- **DIRECTIONS**
Return the following data exactly, with all pictures left out.

- **SUPPLIED MATERIAL**

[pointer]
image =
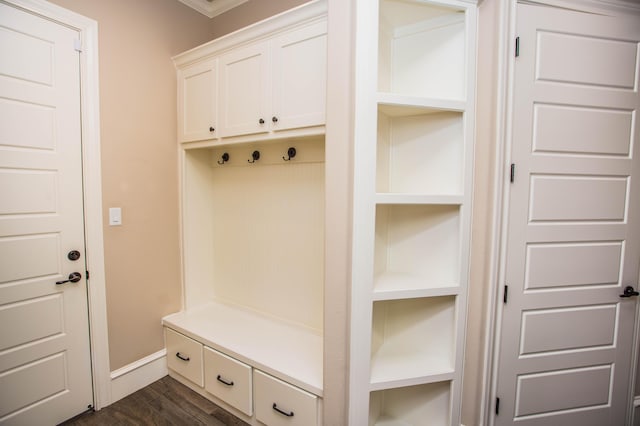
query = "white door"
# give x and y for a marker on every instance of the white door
(45, 369)
(573, 241)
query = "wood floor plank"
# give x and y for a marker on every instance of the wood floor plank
(164, 402)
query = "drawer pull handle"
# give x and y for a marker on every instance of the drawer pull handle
(284, 413)
(223, 381)
(182, 357)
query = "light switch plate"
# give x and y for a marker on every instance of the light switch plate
(115, 216)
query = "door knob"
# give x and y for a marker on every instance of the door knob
(629, 291)
(74, 277)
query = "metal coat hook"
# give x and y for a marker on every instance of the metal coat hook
(255, 155)
(291, 152)
(224, 158)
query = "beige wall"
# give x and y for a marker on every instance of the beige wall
(139, 155)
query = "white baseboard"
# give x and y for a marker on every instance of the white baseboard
(138, 374)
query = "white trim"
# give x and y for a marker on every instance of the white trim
(99, 341)
(299, 16)
(506, 35)
(138, 374)
(604, 7)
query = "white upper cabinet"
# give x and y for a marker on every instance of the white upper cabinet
(275, 85)
(300, 77)
(245, 90)
(255, 84)
(197, 109)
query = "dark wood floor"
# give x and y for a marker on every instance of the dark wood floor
(165, 402)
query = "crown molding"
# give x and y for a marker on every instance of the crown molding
(212, 8)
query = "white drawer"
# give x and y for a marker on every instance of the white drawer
(280, 404)
(184, 356)
(228, 379)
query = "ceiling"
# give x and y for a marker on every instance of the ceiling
(212, 8)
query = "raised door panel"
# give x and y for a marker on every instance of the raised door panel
(197, 93)
(300, 77)
(184, 356)
(228, 379)
(279, 404)
(245, 90)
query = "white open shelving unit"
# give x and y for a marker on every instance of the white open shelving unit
(412, 209)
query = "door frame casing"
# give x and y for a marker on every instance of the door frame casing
(501, 189)
(92, 187)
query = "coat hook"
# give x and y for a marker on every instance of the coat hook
(224, 158)
(255, 155)
(291, 152)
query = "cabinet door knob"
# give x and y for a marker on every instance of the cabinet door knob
(183, 357)
(284, 413)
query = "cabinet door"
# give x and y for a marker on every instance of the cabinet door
(300, 77)
(244, 90)
(197, 111)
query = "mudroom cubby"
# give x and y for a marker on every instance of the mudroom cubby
(417, 250)
(253, 255)
(420, 151)
(412, 204)
(413, 341)
(411, 405)
(252, 161)
(422, 49)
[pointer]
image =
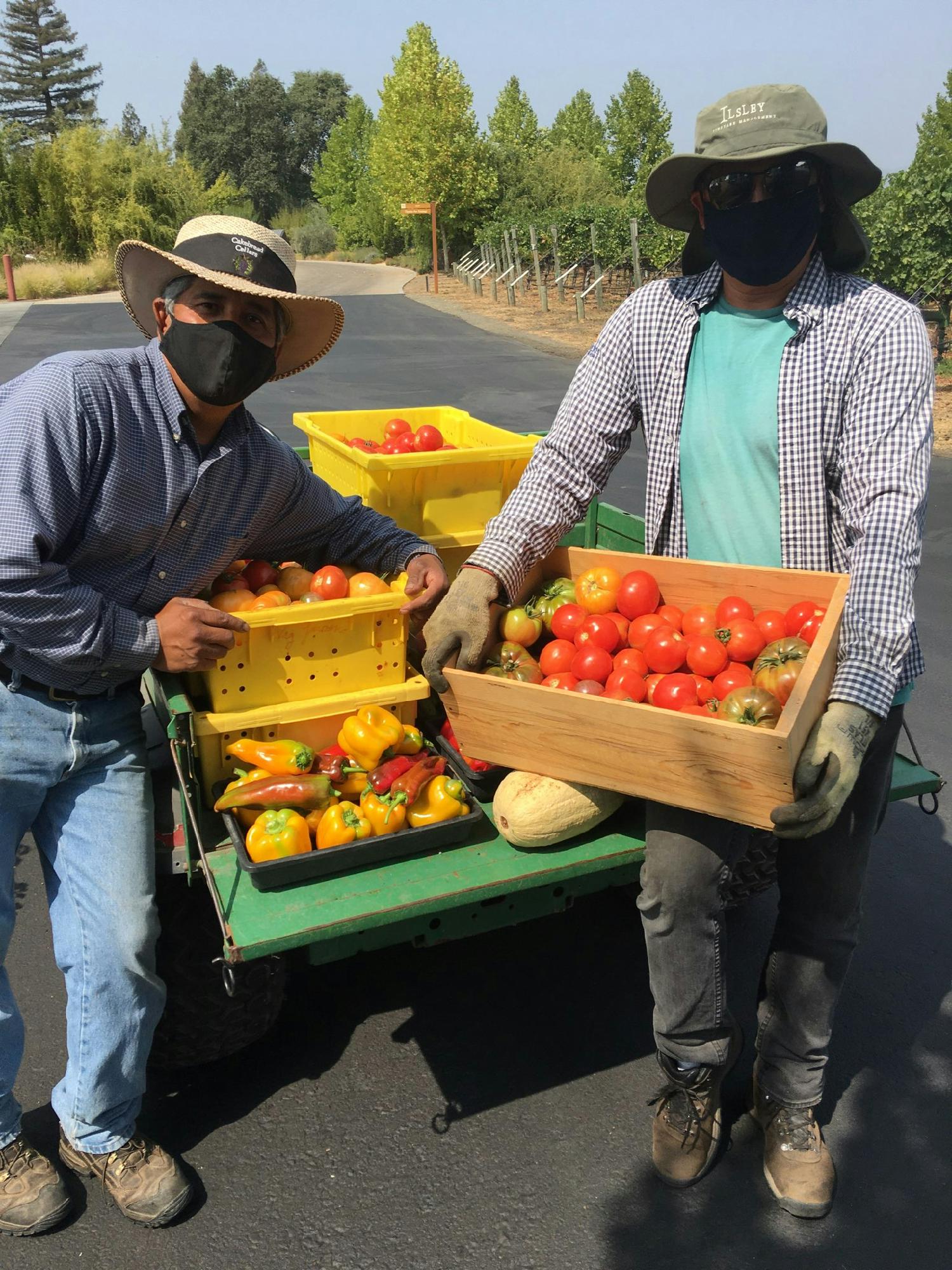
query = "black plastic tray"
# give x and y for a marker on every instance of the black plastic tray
(351, 855)
(483, 784)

- **RESPONSE TO THIS TASK**
[pointer]
image =
query = "white door"
# give x and y for a marker on every instance of the white door
(45, 369)
(573, 241)
query = "wood floor plank"
# give x and y for a marker on every instance of the wood floor plank
(164, 402)
query = "drawer pull handle"
# give x and y for a marker on every instance of the drawer pull handle
(284, 413)
(223, 381)
(182, 357)
query = "light switch plate"
# give x and y for a marker on every instance of the light switch plate
(115, 216)
query = "door knob"
# give x and y for a marker on every instance of the door knob
(629, 291)
(74, 277)
query = "metal coat hook"
# give x and y for a marker on every instance of the metal coat hook
(255, 155)
(291, 152)
(224, 158)
query = "beige wall"
# give x and y for a marker on every instance of the beige wall
(139, 155)
query = "white baseboard"
# give x and y for a marker on every instance of the white baseboard
(138, 374)
query = "white trim"
# give x and y for a marker on every instance of the white trim
(99, 341)
(299, 16)
(506, 35)
(138, 374)
(604, 7)
query = "white upper cabinet"
# give x and y for a marker on every instance of the white upper cabinet
(275, 85)
(300, 77)
(245, 90)
(255, 84)
(197, 109)
query = "dark wood floor"
# give x and y for a marker on every instance of the dark wood floor
(165, 402)
query = "crown molding"
# give x and y for a marker on every instance of the crown molding
(212, 8)
query = "white drawer"
# give x and y for a marker on every instance of the white drawer
(280, 404)
(184, 356)
(228, 379)
query = "ceiling"
# give x and y for a marker on every instance of the ceiling
(212, 8)
query = "raised door panel"
# give x and y for a marker on every instance of the raised door panel
(197, 93)
(300, 77)
(184, 356)
(228, 379)
(279, 404)
(245, 90)
query = "white open shelving unit"
# give x and y for a marker on every instance of the white open shelving unit
(412, 209)
query = "door frame casing"
# give x and y for a marker on every instance of the door frame casing
(501, 189)
(92, 187)
query = "coat hook"
# give x and y for a marker on every instance of the coat hook
(224, 158)
(255, 155)
(291, 152)
query = "cabinet door knob"
# give x and y for a marker on every instance of the cabinet door knob
(183, 357)
(284, 413)
query = "cabinet door"
# give x and y for a marker on every instance of the cabinet door
(300, 77)
(244, 90)
(197, 111)
query = "mudroom cubby"
# give x and y for a marker on every instance of the mudroom cubby
(417, 250)
(253, 255)
(420, 151)
(412, 204)
(413, 341)
(411, 405)
(252, 161)
(422, 49)
[pointer]
image =
query = "black plastic tray"
# give x and y for a marker on every instance of the black plastic tray
(351, 855)
(483, 784)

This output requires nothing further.